> _Texte fourni_:
IA hors-la-loi : Non pas un progrès, mais une menace

Alors que l’intelligence artificielle (IA) s’impose comme moteur de la transformation numérique mondiale, le Maroc se trouve face à une équation délicate : comment adopter cette technologie prometteuse sans compromettre les principes et les valeurs juridiques de la société démocratique ?
Si l’IA offre un potentiel d’accélération de l’innovation et d’amélioration de l’efficacité, la question de son utilisation sûre et responsable, dans le respect des droits et libertés individuels, demeure cruciale.
Un récent rapport du groupe de travail parlementaire thématique temporaire sur « l’intelligence artificielle : ses perspectives et ses impacts », publié par la Chambre des Représentants, a soulevé de nombreux débats sur les opportunités et les défis liés à l’application de cette technologie au Maroc.
Bien que le rapport souligne la nécessité de réglementer l’utilisation de l’IA, un manque d’un cadre juridique global, adapté à la rapidité de l’évolution de ce domaine, est notable.
Le rapport évoque la nécessité d’adopter des lois régissant l’utilisation de l’IA, mais ne propose pas de solution concrète ni de mécanisme d’application efficace pour améliorer la protection des données personnelles. Le Maroc a un besoin urgent de lois qui suivent les développements technologiques mondiaux, y compris des lois strictes pour contrôler l’utilisation des données personnelles et garantir leur sécurité.
Un point indirectement négligé par le rapport est la responsabilité des entreprises privées en matière de protection des données personnelles. Les institutions utilisant l’IA, publiques ou privées, doivent être responsables de la collecte, du stockage et de l’utilisation des données personnelles conformément aux lois en vigueur. Cependant, l’absence d’une surveillance adéquate pourrait rendre les données vulnérables à une exploitation illégale ou préjudiciable, menaçant la vie privée des individus.

(Bloc de données)
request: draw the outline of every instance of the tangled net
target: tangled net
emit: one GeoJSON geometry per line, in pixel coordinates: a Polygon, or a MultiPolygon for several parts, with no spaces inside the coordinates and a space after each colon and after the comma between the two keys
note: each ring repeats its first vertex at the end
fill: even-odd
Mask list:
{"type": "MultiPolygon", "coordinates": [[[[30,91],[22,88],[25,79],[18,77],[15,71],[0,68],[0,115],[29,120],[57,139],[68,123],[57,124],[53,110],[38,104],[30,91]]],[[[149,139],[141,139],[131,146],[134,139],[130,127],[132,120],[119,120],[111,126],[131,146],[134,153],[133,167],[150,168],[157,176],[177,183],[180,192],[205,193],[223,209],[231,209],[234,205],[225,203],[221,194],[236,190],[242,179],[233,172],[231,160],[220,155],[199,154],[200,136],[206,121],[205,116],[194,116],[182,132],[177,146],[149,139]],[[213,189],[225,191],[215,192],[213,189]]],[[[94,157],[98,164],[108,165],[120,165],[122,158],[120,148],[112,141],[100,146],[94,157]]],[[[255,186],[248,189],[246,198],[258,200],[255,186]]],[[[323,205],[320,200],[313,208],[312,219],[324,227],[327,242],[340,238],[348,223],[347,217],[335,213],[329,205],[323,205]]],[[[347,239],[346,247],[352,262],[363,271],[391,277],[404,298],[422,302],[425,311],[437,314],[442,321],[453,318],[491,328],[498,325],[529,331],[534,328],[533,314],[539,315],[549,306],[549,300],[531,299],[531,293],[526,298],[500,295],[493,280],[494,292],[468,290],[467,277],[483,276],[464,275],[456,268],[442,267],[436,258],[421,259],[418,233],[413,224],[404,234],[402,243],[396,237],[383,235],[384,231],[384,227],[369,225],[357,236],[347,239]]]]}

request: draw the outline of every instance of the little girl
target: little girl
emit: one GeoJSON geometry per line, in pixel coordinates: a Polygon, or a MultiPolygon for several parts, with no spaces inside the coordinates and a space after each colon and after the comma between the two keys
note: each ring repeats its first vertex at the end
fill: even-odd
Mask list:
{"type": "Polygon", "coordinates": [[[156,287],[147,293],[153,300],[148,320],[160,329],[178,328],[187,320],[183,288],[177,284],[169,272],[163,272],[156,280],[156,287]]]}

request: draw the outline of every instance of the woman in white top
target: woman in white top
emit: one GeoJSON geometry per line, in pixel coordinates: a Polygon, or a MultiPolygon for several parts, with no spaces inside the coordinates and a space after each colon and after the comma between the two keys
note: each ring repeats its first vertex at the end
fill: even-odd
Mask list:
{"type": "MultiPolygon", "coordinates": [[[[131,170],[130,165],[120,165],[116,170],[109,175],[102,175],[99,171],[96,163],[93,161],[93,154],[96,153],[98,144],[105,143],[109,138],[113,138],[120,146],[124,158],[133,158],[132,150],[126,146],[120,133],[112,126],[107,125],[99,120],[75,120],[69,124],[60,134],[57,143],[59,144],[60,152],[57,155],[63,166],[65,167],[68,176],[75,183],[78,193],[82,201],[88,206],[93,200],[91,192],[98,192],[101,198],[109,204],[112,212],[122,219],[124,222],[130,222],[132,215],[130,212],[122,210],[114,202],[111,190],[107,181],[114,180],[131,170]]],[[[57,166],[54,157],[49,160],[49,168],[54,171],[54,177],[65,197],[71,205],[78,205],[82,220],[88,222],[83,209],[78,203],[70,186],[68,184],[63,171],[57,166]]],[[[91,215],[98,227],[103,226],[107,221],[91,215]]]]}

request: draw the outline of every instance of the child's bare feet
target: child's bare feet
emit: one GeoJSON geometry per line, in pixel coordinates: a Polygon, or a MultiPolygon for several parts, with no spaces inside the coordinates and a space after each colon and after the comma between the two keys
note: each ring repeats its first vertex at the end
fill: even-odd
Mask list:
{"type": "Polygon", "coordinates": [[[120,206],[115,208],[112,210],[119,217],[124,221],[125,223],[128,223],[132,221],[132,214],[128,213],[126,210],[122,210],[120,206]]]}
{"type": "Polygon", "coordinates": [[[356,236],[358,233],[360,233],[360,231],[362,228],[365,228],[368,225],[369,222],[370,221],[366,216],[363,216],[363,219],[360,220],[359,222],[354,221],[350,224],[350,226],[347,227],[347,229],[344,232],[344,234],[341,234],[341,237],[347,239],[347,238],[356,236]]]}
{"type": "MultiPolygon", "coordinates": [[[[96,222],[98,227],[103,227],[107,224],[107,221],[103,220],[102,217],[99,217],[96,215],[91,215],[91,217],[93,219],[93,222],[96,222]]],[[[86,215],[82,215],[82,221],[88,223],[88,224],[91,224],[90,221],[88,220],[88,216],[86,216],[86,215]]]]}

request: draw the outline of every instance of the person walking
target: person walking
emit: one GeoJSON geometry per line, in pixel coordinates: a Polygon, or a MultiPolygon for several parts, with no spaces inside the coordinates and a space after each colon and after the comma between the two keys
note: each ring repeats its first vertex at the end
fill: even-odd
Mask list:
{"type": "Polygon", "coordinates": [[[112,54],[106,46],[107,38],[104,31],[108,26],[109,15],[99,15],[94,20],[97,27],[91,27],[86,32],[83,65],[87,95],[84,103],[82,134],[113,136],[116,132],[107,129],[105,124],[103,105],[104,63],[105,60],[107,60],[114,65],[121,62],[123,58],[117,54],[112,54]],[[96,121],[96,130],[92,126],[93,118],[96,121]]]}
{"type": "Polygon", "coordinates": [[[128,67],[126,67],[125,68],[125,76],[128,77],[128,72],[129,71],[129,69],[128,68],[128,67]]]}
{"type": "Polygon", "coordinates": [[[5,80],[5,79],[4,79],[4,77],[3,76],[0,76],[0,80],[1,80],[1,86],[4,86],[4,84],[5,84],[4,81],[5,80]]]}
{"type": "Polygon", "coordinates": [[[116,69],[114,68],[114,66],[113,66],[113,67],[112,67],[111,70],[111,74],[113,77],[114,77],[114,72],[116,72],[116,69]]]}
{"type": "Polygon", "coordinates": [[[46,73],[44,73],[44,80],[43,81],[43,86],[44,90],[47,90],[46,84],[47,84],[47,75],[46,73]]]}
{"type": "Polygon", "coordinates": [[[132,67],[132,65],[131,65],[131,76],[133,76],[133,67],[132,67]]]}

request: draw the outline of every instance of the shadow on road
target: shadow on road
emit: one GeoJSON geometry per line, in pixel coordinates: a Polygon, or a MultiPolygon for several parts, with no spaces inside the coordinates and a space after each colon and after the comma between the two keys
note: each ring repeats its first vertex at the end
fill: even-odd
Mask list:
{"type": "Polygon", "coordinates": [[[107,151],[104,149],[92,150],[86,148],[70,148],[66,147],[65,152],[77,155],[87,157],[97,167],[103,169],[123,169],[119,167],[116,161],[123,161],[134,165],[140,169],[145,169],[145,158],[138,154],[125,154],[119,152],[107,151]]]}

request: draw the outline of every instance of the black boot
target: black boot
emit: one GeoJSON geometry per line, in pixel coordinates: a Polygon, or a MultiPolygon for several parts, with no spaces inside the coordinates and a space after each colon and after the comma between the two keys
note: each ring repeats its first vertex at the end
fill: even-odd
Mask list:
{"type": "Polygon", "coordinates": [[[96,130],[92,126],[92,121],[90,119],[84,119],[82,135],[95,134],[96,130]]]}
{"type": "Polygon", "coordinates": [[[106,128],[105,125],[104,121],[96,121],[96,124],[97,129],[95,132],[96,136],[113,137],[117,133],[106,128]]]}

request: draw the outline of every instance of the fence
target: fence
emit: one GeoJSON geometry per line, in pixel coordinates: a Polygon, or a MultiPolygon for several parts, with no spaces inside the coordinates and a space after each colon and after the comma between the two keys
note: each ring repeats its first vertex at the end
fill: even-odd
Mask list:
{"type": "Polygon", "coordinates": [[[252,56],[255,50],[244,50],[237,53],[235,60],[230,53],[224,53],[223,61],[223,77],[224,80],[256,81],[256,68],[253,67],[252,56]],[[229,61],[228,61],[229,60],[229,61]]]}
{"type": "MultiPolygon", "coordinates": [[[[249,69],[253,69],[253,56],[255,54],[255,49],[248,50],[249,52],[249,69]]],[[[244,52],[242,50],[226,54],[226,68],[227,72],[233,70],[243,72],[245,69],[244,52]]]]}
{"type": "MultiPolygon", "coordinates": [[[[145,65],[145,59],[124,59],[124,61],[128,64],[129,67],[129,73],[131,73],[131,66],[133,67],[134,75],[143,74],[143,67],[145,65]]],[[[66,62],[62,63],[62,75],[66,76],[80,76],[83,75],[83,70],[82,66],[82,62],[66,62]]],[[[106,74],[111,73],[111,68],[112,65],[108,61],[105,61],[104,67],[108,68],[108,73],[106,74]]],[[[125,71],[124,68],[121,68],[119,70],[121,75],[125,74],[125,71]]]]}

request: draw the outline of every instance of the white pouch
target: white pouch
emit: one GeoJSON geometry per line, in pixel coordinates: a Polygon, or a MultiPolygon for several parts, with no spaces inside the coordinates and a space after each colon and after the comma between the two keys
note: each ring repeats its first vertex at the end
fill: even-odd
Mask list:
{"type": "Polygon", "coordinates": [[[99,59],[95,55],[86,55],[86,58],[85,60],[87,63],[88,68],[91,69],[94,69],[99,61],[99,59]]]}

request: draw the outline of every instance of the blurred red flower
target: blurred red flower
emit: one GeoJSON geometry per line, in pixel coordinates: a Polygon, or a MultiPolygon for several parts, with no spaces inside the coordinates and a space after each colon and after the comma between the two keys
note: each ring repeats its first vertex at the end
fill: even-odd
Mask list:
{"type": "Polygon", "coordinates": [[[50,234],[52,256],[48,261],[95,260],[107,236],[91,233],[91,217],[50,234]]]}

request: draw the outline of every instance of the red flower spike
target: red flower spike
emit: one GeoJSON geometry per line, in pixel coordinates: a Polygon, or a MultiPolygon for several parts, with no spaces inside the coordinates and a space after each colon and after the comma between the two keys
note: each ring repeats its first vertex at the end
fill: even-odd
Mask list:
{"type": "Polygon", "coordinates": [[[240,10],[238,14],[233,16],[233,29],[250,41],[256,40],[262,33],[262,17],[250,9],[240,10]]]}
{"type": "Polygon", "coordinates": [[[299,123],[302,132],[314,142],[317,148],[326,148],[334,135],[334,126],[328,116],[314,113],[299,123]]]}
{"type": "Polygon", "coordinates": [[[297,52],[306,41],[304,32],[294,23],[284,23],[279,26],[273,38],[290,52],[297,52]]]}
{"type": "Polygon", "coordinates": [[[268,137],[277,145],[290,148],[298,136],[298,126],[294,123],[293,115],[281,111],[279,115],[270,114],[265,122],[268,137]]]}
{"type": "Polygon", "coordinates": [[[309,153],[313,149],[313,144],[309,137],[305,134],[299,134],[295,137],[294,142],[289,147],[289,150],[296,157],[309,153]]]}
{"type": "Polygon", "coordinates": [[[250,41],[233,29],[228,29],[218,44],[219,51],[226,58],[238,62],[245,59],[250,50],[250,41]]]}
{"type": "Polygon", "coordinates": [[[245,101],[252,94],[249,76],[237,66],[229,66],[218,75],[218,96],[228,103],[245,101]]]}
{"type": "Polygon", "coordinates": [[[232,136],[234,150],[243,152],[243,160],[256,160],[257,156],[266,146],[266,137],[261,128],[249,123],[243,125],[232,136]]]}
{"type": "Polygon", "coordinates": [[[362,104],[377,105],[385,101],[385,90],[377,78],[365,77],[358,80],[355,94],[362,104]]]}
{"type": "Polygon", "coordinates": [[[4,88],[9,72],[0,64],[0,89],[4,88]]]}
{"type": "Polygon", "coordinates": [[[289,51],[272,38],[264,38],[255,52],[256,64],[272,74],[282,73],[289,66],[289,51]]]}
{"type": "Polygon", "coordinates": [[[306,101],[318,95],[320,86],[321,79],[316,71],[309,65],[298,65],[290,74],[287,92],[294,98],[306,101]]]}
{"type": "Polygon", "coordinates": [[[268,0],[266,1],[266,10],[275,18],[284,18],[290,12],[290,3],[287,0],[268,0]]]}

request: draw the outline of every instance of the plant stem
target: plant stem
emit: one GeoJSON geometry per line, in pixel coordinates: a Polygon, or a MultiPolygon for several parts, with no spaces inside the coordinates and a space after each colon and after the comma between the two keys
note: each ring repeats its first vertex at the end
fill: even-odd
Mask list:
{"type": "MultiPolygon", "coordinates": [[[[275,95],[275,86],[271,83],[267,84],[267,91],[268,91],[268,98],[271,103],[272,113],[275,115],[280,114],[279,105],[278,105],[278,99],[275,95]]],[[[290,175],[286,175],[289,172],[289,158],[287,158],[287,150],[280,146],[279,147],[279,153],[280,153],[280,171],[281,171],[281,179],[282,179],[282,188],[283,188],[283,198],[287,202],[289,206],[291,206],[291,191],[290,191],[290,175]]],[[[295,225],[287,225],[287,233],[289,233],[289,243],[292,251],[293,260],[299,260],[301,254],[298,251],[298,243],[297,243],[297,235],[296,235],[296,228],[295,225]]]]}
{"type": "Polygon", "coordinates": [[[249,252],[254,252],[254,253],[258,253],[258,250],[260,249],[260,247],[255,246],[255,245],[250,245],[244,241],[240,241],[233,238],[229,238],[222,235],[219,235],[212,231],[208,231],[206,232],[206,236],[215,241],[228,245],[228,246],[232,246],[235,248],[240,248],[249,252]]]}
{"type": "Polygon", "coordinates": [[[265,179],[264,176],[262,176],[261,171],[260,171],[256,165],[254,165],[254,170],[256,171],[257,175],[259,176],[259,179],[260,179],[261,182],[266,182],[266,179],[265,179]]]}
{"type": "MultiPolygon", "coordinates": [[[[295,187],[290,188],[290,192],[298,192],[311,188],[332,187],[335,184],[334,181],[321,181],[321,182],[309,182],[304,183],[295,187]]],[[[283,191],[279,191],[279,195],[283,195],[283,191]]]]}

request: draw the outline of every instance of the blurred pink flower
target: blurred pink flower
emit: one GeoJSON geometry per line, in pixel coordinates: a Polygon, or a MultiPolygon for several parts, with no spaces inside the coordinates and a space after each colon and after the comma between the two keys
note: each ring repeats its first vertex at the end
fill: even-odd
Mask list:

> _Énoncé de l'exercice_: Dans le texte sur l'IA au Maroc, relevez les opérations sur les données personnelles dont les institutions utilisant l'IA doivent être responsables. Les items ci-dessus n'ont aucun rapport avec le texte.

> _Réponse attendue_:
- la collecte
- le stockage
- l'utilisation